### Given instruction
Convert the entries below into a two-column CSV with the header instruction,output. Make one row per entry, holding the entry's text and its answer, each in a single quoted field with line breaks replaced by spaces.
——————————
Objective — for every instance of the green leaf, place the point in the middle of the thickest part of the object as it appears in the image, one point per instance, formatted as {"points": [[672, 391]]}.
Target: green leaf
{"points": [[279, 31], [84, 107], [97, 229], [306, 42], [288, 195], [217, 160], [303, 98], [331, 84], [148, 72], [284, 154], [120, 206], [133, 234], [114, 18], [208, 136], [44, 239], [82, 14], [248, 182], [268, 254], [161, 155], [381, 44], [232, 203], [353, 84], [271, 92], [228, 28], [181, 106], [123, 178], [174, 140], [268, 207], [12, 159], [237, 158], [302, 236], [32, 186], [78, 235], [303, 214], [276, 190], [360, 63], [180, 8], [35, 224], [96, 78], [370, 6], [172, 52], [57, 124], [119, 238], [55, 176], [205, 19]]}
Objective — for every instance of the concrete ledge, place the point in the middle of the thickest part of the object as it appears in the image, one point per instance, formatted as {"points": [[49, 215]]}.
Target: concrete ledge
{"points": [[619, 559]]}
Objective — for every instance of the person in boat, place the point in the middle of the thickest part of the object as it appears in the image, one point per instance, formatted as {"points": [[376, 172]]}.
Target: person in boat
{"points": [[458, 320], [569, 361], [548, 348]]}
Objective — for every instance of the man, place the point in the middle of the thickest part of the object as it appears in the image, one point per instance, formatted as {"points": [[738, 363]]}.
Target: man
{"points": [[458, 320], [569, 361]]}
——————————
### Task solution
instruction,output
"Objective — for every instance of the green leaf, place the point in the middle of the thickest part of the object as it appears in the image, one point per instance, formatted as {""points"": [[672, 391]]}. Target: green leaf","{""points"": [[279, 31], [84, 107], [97, 229], [306, 42], [288, 195], [217, 160], [303, 98], [331, 84], [148, 72], [284, 154], [120, 206], [133, 234], [114, 18], [208, 136], [44, 239], [82, 14], [248, 182], [268, 254], [161, 155], [381, 44], [232, 203], [353, 84], [271, 92], [228, 28], [181, 106], [123, 178], [174, 140], [268, 207], [12, 159], [237, 158], [302, 236], [32, 186], [78, 235], [303, 214], [276, 190], [360, 63], [180, 8], [35, 224], [96, 78], [370, 6], [172, 52], [57, 124], [119, 238], [55, 176], [205, 19]]}"
"Objective — for every instance of the concrete ledge, place the point in the middle of the thickest part of the object as it appears in the image, one point per instance, formatted as {""points"": [[49, 215]]}. Target: concrete ledge","{""points"": [[619, 559]]}"
"Objective — for every instance of the person in boat, place the point in the middle of the thickest part of the object as it appears in the image, one point per instance, formatted as {""points"": [[376, 172]]}. Target: person in boat","{""points"": [[458, 320], [569, 361], [548, 348]]}"
"Objective — for every instance of the man, place the point in the middle of the thickest part of the object as it appears in the image, one point per instance, formatted as {""points"": [[738, 363]]}. Target: man","{""points"": [[458, 320], [569, 361]]}"